Your objective: The result should be the lines from the one that contains "Query: shrub" to the final line of the entries below, copied exactly and with no pictures.

(Stored data entries)

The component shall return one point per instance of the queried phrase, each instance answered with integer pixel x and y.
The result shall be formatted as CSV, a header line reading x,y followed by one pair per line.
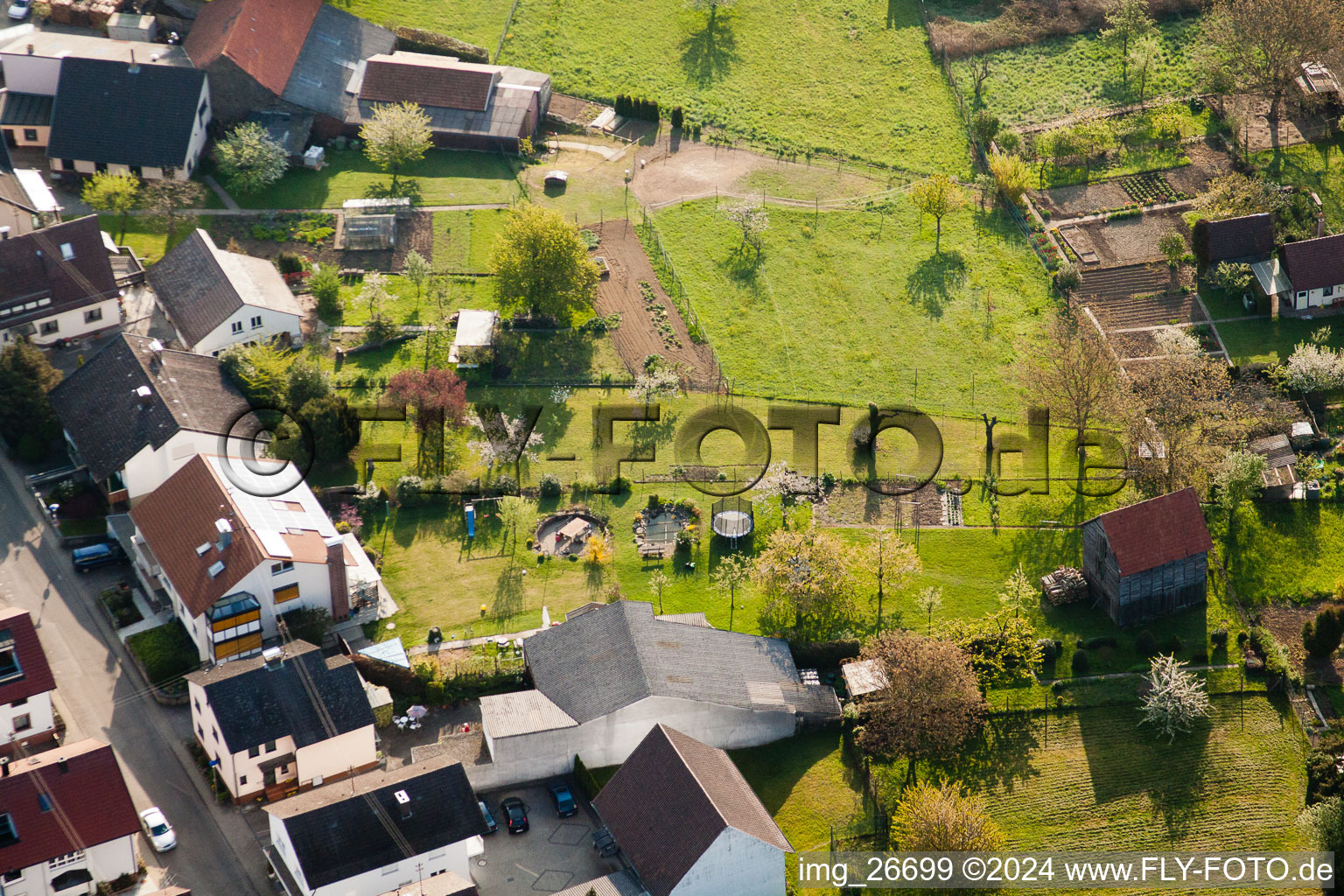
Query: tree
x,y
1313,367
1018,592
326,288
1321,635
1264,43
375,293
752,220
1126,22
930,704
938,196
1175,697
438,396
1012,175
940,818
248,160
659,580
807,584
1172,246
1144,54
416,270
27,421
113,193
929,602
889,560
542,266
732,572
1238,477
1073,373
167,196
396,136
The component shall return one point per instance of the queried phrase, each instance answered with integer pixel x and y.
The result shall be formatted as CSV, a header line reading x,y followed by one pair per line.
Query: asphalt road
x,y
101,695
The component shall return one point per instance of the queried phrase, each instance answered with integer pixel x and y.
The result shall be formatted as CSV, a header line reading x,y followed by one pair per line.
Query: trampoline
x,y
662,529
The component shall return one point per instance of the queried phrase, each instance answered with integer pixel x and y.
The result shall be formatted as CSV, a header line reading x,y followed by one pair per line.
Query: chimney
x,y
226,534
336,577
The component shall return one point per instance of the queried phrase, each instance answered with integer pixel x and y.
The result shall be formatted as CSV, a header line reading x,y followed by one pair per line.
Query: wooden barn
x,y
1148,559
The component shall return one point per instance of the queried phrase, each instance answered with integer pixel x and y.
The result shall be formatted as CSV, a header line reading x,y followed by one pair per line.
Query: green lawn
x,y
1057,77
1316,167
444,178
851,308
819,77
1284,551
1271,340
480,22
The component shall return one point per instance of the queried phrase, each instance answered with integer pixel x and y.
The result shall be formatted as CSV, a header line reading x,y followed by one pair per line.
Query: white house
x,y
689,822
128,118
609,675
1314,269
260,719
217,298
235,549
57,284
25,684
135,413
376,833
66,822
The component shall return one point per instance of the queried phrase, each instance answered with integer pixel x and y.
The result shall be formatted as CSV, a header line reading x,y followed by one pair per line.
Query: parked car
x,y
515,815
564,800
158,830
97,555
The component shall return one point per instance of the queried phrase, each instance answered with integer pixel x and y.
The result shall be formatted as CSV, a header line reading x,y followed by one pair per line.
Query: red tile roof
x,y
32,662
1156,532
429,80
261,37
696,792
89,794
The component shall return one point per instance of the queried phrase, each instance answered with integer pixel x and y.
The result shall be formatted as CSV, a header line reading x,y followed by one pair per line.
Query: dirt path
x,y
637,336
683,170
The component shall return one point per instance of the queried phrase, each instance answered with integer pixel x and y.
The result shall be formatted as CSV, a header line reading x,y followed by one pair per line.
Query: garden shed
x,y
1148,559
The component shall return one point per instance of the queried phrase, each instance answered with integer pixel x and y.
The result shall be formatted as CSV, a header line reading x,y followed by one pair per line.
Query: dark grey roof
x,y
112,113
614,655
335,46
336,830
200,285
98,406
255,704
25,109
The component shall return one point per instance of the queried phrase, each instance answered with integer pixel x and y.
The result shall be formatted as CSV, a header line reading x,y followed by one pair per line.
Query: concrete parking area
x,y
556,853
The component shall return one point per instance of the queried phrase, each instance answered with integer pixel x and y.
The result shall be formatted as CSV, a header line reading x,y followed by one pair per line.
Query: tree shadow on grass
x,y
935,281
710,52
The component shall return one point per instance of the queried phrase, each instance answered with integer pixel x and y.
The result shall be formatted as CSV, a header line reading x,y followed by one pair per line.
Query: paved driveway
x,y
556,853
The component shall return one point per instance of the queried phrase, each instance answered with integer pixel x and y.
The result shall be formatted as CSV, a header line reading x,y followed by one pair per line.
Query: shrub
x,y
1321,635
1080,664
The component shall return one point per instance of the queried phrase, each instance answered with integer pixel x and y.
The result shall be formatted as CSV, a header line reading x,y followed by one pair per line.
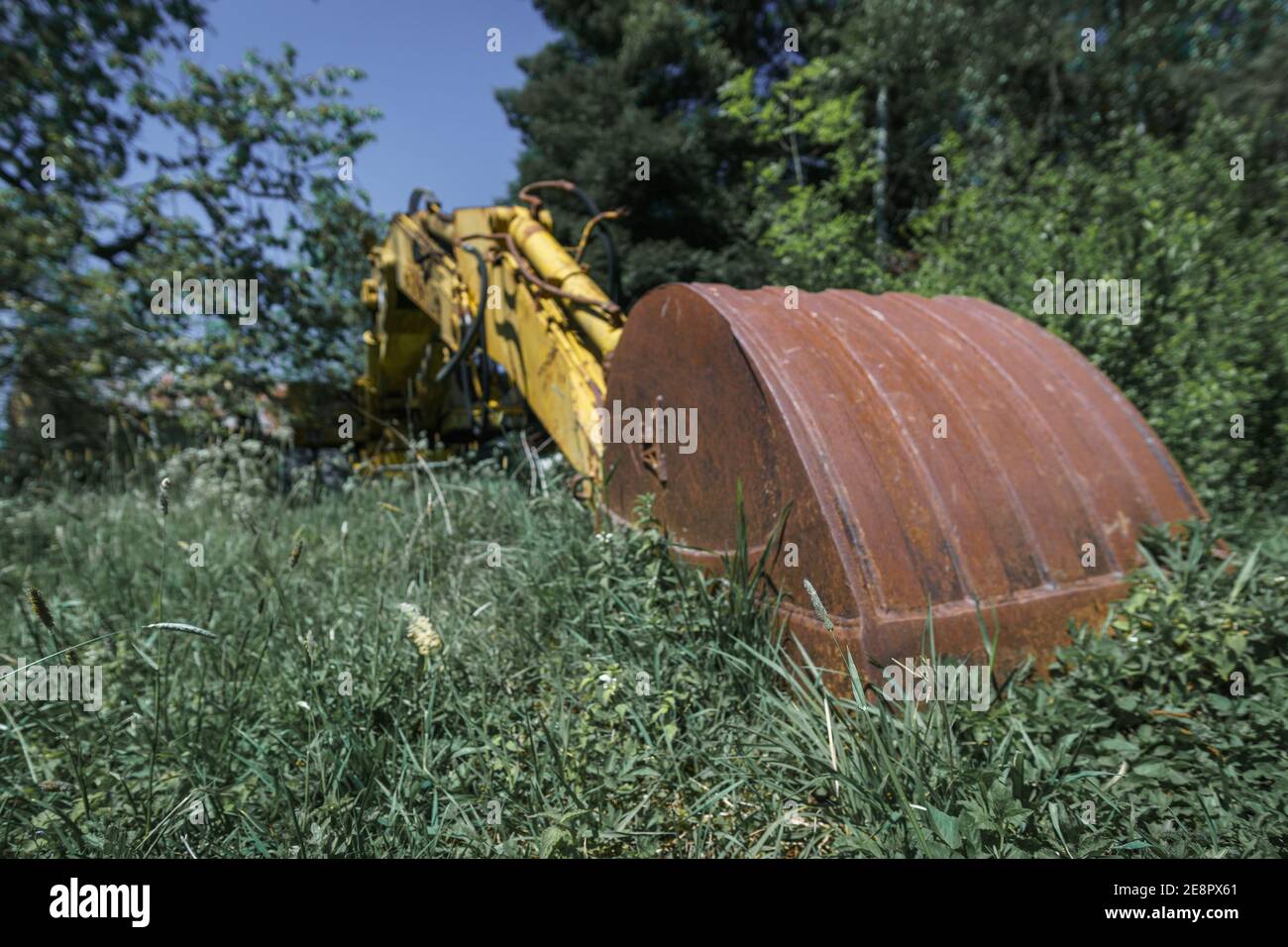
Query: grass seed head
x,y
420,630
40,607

Solution below:
Query: shrub
x,y
1321,635
1080,664
The component shall return one point per instance of the queried phrase, each instance answered with integer pixel x and y.
The result shall be formatted as CSV, a header line reading x,y followed by one pair per line.
Query: grass seed head
x,y
420,630
40,607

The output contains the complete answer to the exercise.